In the blog post below, rewrite the paragraph that begins "Life is stressful in this country" as a short bulleted list that keeps its main facts.
━━━━━ Page ━━━━━
Let's meet up on a random stop on Line 2.
Just please pick a food place; “Who? Me?” “Yeah!” “No...you!”
Split up at the subway; “Good-bye!” “Word...so long.”
But mere minutes later, a text: “Wrong, wrong, wrong.”
I'm sorry I couldn't tape that lady from my
good ol' hagwon in Mok-Dong give a scream and a cry
when the kids all arrived in a loud happy squad
and she'd let out a groan and then say, “Oh, my God!”
Haste the day when we'll meet up again, Miss Brittney,
Hands all in the middle: say, “WP!”

Oh, Megan, oh, Megan, please don't leave Korea.
My sorrow will be like some gross diarrhea.
That trip all the way to the closed art museum
Was a bust. Art pieces? Ha. We couldn't see 'em.
Eating Indian food, watching dudes pass out cold,
Buying cake for me when I turned one more year old,
Walking the path of the parted south seas,
Starfish and high heels, orange boots to our knees.
Up Bukhansan Mountain we went all the way,
Terrifying? Perhaps, but we owned it that day!
“Twilight” might have been fun for you and Brittney,
No driver would stop as I sought a taxi.
And again, while it rained, when we hung in Hongdae,
No taxi ride home; I walked the whole way.*
Please say “yo” to Minneap'lis for me,
And yell 'cross the ocean: “Dude! WP!”














Right now Ten-Mile and Megan “Give Me Potatoes or Give Me Death” Schwartz have embarked on a journey through southeast Asia. I am unsure of how often, if ever, their blogs will be updated during the trip, but check 'em out regardless: "Life's Missions"/"Freckles On The Move."

*Sorry. There's just a little lingering bitterness toward cab drivers due to those two nights.

Thursday, November 5, 2009

Bag 'Em and Tag 'Em, Pt. 2

The following account details experiences that, though due in no part at all to my own efforts, I believe to be possible only in the country I am currently in.

Also, this post is stinkin' long.

(1) Dragon Hill Jjimjilbang

Life is stressful in this country, from what I can tell. People work hard, people study hard, people drink hard. There comes a time when one has to get away from all of it, all the working, all the studying, all the drinking. There are places to go for this in South Korea. They are called jjimjilbangs.

These establishments vary in luxury, cost, space, and accommodation, according to my sources. What a jjimjilbang is is basically a mini-resort. I will walk you, the reader, through my experience there, as I have but this singular encounter with the jjimjilbang and know no other way of relating it.

Mr. Luke Elie, Mr. Mark Nola, and I went to Dragon Hill one Saturday night a few weeks ago. We paid our 12,000W, got our locker keys and uniforms, and locked away our shoes for the evening. Then we traversed up the elevator to the men's locker room and locked away the rest of what we'd brought with us.
━━━━━ Extracted material ━━━━━
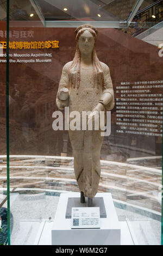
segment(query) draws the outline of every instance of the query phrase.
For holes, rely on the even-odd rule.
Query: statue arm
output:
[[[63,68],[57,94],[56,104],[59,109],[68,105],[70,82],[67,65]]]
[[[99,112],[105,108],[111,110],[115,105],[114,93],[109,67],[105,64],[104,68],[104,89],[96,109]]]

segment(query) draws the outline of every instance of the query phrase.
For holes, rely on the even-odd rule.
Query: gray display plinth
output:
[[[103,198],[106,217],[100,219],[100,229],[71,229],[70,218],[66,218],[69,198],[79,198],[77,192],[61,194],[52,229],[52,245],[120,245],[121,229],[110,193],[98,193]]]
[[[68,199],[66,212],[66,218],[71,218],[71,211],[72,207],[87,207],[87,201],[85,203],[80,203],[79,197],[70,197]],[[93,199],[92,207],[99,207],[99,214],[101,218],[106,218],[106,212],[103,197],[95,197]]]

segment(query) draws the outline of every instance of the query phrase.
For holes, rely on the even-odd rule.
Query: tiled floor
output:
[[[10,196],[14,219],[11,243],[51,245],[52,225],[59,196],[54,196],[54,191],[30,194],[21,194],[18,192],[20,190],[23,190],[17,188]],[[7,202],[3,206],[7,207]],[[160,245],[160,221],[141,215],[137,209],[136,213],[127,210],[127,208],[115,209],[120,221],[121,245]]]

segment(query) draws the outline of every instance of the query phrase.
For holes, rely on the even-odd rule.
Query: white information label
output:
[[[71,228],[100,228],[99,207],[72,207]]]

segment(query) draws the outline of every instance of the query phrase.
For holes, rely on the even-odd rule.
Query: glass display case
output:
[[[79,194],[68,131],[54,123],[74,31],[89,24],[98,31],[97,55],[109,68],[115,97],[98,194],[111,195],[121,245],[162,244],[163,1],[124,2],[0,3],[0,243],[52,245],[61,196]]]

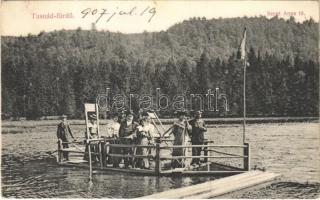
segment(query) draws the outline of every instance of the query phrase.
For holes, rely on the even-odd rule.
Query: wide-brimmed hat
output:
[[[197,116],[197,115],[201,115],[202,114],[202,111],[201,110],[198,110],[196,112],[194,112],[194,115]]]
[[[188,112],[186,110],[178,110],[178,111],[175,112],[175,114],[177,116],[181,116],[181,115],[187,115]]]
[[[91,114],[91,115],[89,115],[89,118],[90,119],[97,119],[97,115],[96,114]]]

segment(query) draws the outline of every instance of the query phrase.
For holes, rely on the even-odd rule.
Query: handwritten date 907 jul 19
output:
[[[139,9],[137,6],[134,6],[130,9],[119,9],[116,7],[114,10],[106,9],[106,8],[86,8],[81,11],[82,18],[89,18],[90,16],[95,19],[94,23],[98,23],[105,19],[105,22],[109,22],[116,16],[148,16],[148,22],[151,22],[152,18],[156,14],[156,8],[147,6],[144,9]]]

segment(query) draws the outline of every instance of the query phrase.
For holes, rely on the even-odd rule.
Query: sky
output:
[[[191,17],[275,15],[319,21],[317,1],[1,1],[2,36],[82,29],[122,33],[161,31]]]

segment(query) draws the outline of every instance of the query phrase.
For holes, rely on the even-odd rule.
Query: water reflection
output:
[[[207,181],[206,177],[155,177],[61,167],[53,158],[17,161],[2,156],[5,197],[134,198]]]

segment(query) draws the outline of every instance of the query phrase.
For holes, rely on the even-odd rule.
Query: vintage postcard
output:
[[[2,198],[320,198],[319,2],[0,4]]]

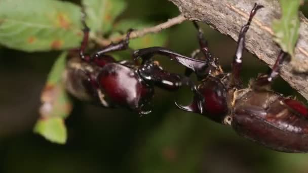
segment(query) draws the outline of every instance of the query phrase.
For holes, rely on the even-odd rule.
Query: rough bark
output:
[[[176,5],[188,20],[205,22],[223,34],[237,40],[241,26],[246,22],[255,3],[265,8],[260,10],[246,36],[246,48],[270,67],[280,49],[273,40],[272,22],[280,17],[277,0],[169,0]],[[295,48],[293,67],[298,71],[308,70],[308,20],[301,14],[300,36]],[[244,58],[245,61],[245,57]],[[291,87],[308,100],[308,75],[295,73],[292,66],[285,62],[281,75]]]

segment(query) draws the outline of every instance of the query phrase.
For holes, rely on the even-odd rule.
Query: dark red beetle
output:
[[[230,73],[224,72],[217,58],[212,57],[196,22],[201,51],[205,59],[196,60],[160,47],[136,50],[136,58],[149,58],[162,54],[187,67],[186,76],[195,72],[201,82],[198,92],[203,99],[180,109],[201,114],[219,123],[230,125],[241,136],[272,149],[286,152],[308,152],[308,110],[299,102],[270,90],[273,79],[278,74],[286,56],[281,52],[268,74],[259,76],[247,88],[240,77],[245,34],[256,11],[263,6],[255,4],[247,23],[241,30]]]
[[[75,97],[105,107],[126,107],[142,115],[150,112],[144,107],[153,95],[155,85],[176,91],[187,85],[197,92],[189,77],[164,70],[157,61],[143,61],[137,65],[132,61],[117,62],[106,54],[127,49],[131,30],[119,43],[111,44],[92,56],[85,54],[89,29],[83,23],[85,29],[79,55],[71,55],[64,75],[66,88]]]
━━━━━
▶ [Full answer]:
- Life in South Korea seems stressful: people work hard, study hard, and drink hard.
- Eventually a person needs to get away from all of it.
- South Korea has places for this, called jjimjilbangs.